**Document extract**:

# Chicken Poop On and In Waterer



## bantylover (Oct 3, 2012)

What is the best way to keep my chickens from pooping all over the watering can? It's winter here and the watering can is on a warmer, but the "girls" like to sit on top of it and then they poop in the water. I change the water daily but I get tired of chicken poop everywhere....any suggestions?


----------



## Treehouse (Nov 2, 2012)

bantylover said:


> What is the best way to keep my chickens from pooping all over the watering can? It's winter here and the watering can is on a warmer, but the "girls" like to sit on top of it and then they poop in the water. I change the water daily but I get tired of chicken poop everywhere....any suggestions?


(note: I'm no expert) is it a hanging watered? if not, perhaps put something over it like a big cardboard box? or something wobbly they won't want to roost on like tin foil . if yes, try offering them alternative and enviting roosts???


----------



## woody (Dec 25, 2012)

I would agree. Placing something over it or possibly putting something higher around it for them to roost on. I have had the same problem in the past. It's hard to keep it poop free


----------



## bantylover (Oct 3, 2012)

*Watering Can & Chicken Poop*

My watering can can't be hung because of the cold it's 10 degrees here in Iowa, I did try and put foil on it and cardboard but I have smart chickens and they removed both of those I guess I will have to "build" a table over it. I was trying not to do that but I think it's probably the best answer, I'll just have to make it a little larger than the rim of the watering can. Thanks for all your suggestion though!!!


----------



## Energyvet (Jul 25, 2012)

I just prop mine up about 2 inches off the ground on an upside down food bowl. Seems to keep out all the nasties and doesn't freeze as easily.


----------



## Energyvet (Jul 25, 2012)

Didn't realize they were roosting there. Big pointed hat on top.


----------



## CharlieEcho (Nov 25, 2012)

*Back high;*

We have the heated waterers in our barn and hen house. I have placed our waterers on an old truck wheel with a webber grill grate over the wheel. The chickens can just hop onto the grate and get their drink. It keeps the waterers cleaner much longer. Keeps the bedding and poop out of them.

One waterer is the plastic type with no place for them to actuall sit. The other is the metal font with a small handle that is probably uncomfortable for them to sit on. So we haven't had a roosting problem.

I only have a picture of the one in the barn. I think you can see it's sitting on a concrete stepping stone. We have since placed the truck wheel under the stone. Back high is a term I have heard quite often to keep feeders and waterers clean. The one feeder I made has a dowel rod handle that rotates if a bird sits on it so they can't perch.


----------



## TheLazyL (Jun 20, 2012)

get a plastic funnel and hang it over the waterer upside down.....


----------



## fuzziebutt (Aug 7, 2012)

I put a metal mixing bowl over mine. They were scared of the bowl because of the noise of the toenails on it, and the clattering of it falling when they tried to get on it!!


----------

**Stated goal a**: According to the chicken waterer thread, what does fuzziebutt place over the waterer?

**Input**:
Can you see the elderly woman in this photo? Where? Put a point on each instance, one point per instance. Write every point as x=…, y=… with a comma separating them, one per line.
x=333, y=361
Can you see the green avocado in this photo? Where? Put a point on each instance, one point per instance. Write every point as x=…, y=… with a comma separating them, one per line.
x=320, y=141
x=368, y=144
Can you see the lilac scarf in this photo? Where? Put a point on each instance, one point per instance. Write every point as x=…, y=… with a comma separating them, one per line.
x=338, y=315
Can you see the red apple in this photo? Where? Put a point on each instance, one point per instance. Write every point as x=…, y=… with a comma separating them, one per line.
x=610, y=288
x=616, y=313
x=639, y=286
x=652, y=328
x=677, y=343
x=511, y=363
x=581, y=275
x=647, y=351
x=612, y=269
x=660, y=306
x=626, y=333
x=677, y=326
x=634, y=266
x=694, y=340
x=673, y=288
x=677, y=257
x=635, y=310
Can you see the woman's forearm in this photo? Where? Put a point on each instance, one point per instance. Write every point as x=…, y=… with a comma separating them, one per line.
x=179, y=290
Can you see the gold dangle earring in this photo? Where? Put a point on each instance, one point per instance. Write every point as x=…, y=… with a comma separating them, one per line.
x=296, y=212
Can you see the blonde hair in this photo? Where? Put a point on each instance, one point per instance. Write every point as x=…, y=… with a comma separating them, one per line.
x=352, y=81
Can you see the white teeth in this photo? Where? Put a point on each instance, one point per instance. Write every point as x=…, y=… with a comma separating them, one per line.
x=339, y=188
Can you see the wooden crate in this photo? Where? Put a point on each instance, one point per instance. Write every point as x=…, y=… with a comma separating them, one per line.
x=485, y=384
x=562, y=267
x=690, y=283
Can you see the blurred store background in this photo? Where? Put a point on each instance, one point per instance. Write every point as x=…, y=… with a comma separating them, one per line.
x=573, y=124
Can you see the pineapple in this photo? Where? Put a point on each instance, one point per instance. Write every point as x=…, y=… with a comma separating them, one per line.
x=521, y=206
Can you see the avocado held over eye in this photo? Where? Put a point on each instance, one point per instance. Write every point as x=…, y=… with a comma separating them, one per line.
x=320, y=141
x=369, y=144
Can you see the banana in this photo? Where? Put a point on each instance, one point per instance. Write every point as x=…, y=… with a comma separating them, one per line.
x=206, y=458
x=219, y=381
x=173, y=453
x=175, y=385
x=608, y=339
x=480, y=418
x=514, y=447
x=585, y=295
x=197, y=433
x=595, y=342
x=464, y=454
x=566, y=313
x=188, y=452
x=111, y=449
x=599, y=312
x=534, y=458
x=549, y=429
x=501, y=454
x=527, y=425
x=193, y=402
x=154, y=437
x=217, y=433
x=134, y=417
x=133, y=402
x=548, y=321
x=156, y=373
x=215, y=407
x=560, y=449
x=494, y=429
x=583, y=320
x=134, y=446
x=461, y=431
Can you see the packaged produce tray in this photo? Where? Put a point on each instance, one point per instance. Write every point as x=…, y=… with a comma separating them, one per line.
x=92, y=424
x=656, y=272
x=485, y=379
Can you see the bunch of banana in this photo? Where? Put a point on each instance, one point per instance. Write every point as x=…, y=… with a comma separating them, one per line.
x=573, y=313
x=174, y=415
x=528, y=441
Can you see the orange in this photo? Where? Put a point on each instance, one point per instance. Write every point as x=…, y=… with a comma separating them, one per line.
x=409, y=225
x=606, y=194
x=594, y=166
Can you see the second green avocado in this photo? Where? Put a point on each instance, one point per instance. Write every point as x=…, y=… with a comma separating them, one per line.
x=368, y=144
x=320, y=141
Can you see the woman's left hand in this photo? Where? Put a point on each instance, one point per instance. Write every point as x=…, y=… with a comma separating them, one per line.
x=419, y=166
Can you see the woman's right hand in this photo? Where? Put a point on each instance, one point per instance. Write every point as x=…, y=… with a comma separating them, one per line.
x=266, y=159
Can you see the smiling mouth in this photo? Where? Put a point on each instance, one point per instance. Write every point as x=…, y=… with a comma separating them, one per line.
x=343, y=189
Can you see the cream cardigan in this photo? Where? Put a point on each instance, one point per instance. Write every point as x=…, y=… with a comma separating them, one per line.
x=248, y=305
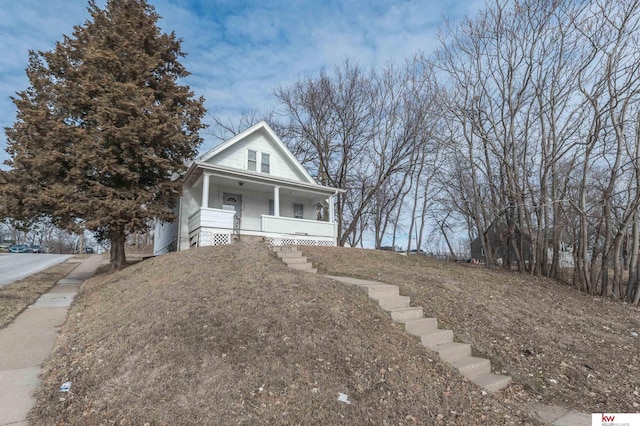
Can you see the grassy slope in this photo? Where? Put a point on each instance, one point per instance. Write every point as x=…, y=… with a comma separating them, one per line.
x=561, y=346
x=226, y=335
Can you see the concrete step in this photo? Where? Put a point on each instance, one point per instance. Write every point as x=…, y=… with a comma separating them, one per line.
x=297, y=259
x=303, y=267
x=420, y=326
x=284, y=248
x=472, y=367
x=449, y=352
x=402, y=314
x=492, y=382
x=288, y=254
x=393, y=302
x=376, y=291
x=436, y=337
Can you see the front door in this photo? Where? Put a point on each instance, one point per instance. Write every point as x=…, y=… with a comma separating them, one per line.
x=235, y=201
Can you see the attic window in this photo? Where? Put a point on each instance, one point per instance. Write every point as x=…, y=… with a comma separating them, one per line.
x=252, y=160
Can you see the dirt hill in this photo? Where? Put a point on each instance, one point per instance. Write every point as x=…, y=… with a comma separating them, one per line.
x=230, y=335
x=561, y=347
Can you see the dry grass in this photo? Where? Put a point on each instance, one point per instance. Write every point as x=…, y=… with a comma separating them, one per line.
x=15, y=297
x=230, y=335
x=561, y=346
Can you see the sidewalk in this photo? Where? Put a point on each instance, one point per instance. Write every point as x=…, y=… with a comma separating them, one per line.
x=28, y=340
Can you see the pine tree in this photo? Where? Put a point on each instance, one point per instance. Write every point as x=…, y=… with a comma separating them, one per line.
x=104, y=126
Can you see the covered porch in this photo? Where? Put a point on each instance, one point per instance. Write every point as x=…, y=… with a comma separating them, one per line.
x=222, y=205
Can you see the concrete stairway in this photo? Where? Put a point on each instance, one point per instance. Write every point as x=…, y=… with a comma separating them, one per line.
x=293, y=258
x=478, y=370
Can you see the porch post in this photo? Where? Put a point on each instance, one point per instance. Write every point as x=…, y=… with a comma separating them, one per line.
x=331, y=218
x=205, y=190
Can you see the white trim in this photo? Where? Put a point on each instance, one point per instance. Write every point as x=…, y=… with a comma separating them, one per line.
x=276, y=201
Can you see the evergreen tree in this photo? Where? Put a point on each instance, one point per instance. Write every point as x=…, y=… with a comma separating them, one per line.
x=104, y=126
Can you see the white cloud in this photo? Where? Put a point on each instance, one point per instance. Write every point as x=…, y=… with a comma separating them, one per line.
x=239, y=51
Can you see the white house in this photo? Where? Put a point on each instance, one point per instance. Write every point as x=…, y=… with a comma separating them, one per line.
x=251, y=185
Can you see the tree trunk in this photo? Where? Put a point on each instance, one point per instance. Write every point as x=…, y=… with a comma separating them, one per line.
x=118, y=237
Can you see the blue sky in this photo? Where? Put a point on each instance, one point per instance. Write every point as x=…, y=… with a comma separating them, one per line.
x=239, y=51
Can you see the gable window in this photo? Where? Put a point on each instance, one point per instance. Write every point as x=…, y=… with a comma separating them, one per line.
x=264, y=163
x=252, y=160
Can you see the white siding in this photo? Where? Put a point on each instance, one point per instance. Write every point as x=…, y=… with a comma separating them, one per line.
x=165, y=234
x=236, y=157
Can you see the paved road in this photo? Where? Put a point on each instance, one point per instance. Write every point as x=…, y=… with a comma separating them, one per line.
x=15, y=266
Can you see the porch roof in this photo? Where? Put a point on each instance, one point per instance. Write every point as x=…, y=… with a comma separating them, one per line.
x=197, y=168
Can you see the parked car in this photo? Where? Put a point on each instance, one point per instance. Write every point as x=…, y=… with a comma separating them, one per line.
x=20, y=248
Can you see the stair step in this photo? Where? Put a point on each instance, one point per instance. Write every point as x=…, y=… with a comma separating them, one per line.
x=288, y=254
x=283, y=248
x=303, y=267
x=436, y=337
x=298, y=259
x=376, y=291
x=401, y=314
x=449, y=352
x=392, y=302
x=472, y=367
x=420, y=326
x=492, y=382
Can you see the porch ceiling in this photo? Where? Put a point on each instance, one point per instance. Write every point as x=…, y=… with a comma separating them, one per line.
x=256, y=182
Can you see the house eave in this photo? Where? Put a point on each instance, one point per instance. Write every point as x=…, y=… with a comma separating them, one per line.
x=198, y=167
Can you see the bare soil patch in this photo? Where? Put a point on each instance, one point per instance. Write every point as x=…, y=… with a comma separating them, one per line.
x=560, y=346
x=15, y=297
x=230, y=335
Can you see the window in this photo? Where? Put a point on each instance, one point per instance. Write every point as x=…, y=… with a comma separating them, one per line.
x=264, y=164
x=252, y=160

**Stated goal b**: Render lines of the records as a Markdown table with columns Row and Line, starting at the line that contains "Can you see the green" and stopping after the line that contains "x=338, y=315". Number each row and omit blank lines.

**Correct output a**: A metal mixing bowl.

**Correct output b**:
| Row | Line |
|---|---|
| 1 | Can you see the green avocado in this photo? Where? Put a point on each instance, one point per instance. Write every point as x=…, y=… with a comma separating them, one per line. |
| 2 | x=320, y=141 |
| 3 | x=368, y=144 |
| 4 | Can you see the lilac scarf in this photo? Where? Put a point on each instance, one point per instance. Write every point as x=…, y=… with a comma separating them, one per line. |
| 5 | x=338, y=315 |